▶ Document section
"Hydrogen Production Efficiency Increased Sixfold"... KAIST Develops Nanomaterial Synthesis Platform

A platform technology has been developed that uses a flash of light to achieve ultra-high temperatures, thereby significantly enhancing the efficiency of catalysts for hydrogen production. By utilizing this platform, hydrogen production efficiency can be increased by up to six times while consuming only 1/1000 of the energy compared to conventional methods. This breakthrough is expected to accelerate the commercialization of future clean energy technologies.

[Data taken from a collection]

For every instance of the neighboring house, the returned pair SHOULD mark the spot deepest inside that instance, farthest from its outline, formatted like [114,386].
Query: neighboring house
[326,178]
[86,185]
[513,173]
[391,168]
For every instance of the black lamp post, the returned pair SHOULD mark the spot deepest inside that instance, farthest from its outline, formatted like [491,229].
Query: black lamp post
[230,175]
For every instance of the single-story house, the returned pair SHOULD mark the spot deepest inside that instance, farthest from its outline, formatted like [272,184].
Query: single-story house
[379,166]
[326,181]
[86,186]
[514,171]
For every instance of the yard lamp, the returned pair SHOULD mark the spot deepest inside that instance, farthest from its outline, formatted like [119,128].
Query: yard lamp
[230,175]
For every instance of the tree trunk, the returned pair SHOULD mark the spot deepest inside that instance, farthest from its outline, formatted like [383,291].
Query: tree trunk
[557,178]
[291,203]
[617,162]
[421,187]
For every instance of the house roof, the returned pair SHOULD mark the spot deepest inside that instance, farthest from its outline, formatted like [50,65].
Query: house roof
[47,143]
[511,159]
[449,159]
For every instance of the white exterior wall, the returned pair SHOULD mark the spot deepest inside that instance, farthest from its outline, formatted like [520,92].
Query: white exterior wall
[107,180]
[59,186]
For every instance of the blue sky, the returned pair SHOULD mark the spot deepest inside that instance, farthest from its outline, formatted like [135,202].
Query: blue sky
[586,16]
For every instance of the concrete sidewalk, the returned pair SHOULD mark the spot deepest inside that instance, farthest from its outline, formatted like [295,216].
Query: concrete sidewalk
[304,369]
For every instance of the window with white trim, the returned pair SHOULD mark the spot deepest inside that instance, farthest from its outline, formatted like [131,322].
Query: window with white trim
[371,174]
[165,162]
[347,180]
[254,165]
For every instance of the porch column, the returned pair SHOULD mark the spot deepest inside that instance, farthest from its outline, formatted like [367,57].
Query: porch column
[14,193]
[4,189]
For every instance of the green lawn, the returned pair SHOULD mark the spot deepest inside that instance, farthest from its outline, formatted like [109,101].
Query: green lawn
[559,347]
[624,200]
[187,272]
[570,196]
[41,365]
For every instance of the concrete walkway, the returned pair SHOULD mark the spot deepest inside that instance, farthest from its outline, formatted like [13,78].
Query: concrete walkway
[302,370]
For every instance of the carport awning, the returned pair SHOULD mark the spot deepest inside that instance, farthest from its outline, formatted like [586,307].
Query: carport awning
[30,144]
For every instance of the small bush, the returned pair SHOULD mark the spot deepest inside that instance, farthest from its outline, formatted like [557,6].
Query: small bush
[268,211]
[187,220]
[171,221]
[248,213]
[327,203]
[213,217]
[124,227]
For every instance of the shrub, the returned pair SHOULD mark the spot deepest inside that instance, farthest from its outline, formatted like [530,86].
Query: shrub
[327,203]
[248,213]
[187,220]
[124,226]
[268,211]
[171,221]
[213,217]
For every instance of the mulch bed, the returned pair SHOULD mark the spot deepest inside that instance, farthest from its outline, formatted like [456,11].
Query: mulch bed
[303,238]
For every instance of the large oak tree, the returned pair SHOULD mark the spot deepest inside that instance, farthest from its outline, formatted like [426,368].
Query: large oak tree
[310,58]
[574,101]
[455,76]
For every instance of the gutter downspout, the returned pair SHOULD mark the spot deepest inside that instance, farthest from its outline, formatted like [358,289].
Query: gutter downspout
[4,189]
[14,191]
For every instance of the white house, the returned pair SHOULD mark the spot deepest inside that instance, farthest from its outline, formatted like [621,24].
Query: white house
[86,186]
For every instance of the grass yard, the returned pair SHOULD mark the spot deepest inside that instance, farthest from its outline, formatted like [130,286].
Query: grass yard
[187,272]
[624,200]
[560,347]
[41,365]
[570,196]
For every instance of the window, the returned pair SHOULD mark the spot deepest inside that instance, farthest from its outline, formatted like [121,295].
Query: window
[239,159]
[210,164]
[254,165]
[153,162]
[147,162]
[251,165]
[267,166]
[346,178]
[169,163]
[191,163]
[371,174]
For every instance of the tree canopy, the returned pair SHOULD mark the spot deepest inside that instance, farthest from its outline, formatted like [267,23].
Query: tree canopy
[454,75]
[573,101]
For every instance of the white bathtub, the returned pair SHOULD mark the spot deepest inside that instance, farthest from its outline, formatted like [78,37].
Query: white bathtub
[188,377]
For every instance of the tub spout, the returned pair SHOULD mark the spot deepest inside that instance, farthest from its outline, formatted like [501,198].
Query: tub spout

▶ Work instructions
Write the next part of the article about KAIST's light-based platform for making hydrogen catalysts, starting right after its final sentence. These lines have no connection to the text above.

▶ Right answer
KAIST announced on October 20 that a research team led by Professor Kim Il-Doo from the Department of Materials Science and Engineering and Professor Choi Sungyul from the School of Electrical and Electronic Engineering has developed a "direct-contact photothermal annealing" synthesis platform, which enables the synthesis of high-performance nanomaterials by exposing them to light for just 0.02 seconds.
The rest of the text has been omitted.